◆ **What to do**:
Count the lines of the data below that contain the string "white", treating uppercase and lowercase as different. Reply with only the number.

◆ **Information provided**:
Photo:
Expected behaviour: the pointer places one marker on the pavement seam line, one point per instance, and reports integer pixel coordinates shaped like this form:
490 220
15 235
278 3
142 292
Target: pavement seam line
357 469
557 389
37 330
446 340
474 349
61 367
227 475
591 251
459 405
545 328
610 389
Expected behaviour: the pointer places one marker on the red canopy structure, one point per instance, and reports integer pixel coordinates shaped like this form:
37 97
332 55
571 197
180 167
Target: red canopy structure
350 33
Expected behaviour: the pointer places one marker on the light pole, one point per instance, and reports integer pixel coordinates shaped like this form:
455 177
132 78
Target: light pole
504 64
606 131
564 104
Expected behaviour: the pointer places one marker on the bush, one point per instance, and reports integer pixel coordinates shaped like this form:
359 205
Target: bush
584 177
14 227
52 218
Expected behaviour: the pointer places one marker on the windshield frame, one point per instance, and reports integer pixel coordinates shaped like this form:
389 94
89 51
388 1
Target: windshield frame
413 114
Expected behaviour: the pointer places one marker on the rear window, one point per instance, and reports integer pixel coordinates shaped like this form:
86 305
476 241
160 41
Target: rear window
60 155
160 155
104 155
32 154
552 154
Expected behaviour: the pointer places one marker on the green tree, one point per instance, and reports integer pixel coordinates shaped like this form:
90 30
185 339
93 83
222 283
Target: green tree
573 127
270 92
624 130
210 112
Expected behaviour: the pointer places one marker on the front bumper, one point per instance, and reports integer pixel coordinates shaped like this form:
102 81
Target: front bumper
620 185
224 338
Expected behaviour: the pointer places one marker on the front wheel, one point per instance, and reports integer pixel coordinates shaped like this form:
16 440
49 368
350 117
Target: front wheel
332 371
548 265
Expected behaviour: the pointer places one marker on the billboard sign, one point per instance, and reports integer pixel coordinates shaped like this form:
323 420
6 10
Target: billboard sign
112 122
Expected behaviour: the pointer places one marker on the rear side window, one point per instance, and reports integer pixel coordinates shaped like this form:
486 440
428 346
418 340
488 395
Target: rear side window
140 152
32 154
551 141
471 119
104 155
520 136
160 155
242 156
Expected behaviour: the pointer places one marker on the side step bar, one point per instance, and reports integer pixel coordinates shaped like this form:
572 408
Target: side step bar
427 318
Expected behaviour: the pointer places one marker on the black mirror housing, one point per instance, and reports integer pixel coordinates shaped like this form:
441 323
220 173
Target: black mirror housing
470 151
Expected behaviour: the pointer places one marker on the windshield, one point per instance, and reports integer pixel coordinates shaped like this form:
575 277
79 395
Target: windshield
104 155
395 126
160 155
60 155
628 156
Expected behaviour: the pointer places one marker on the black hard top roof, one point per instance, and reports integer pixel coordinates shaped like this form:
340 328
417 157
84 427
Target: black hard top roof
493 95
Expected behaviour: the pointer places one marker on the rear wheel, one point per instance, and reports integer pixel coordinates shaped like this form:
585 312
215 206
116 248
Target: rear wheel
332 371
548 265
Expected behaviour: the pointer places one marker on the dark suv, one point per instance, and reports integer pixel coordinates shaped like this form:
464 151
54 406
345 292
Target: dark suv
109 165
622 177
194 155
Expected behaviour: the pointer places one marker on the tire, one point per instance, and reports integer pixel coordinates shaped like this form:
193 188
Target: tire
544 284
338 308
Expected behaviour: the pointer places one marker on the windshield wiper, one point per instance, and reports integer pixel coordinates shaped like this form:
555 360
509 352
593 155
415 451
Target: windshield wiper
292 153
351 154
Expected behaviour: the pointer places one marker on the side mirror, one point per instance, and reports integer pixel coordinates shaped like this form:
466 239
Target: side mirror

* * *

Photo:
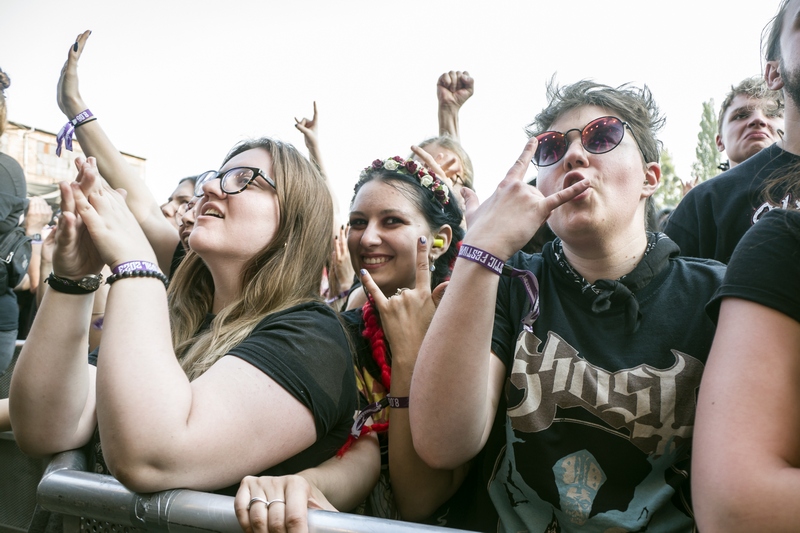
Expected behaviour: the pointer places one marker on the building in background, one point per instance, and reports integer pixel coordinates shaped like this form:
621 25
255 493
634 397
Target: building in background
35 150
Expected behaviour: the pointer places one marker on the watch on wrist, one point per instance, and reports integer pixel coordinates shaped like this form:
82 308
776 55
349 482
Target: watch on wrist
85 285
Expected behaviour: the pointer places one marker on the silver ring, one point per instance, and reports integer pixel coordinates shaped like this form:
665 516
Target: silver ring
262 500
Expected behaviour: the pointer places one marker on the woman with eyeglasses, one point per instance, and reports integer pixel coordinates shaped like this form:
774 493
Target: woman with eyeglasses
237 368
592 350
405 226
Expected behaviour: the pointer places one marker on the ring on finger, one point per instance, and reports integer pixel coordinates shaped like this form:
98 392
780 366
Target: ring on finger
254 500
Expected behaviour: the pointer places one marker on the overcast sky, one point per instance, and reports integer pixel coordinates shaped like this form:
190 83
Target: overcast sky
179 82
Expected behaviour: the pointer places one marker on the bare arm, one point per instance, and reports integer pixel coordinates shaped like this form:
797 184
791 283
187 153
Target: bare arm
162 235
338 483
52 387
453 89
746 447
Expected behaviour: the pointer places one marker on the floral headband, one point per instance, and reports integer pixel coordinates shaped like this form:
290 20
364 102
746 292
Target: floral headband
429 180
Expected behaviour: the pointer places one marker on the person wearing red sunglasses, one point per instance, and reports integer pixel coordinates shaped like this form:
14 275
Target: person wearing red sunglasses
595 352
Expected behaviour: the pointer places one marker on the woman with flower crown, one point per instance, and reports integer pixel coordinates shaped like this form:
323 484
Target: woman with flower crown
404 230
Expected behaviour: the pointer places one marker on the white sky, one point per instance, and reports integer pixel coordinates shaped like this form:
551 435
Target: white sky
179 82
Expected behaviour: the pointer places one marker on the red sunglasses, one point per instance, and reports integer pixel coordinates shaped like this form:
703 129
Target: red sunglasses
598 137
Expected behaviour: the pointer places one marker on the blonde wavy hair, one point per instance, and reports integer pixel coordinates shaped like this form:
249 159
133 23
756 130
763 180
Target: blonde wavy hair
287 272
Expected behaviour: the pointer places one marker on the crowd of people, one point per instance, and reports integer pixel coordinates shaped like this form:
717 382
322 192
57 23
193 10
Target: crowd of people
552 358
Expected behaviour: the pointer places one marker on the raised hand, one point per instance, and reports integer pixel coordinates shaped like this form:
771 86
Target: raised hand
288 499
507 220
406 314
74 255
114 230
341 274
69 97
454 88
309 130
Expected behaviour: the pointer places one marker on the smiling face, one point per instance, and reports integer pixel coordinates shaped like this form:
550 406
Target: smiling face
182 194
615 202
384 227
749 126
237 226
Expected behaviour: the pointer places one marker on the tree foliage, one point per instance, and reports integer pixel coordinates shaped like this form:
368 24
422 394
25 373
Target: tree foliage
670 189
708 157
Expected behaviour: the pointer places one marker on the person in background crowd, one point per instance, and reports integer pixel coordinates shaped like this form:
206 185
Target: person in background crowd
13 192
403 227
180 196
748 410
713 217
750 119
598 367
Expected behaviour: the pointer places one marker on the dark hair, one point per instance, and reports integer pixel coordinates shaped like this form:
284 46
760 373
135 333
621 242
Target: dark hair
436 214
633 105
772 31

◆ **Response**:
2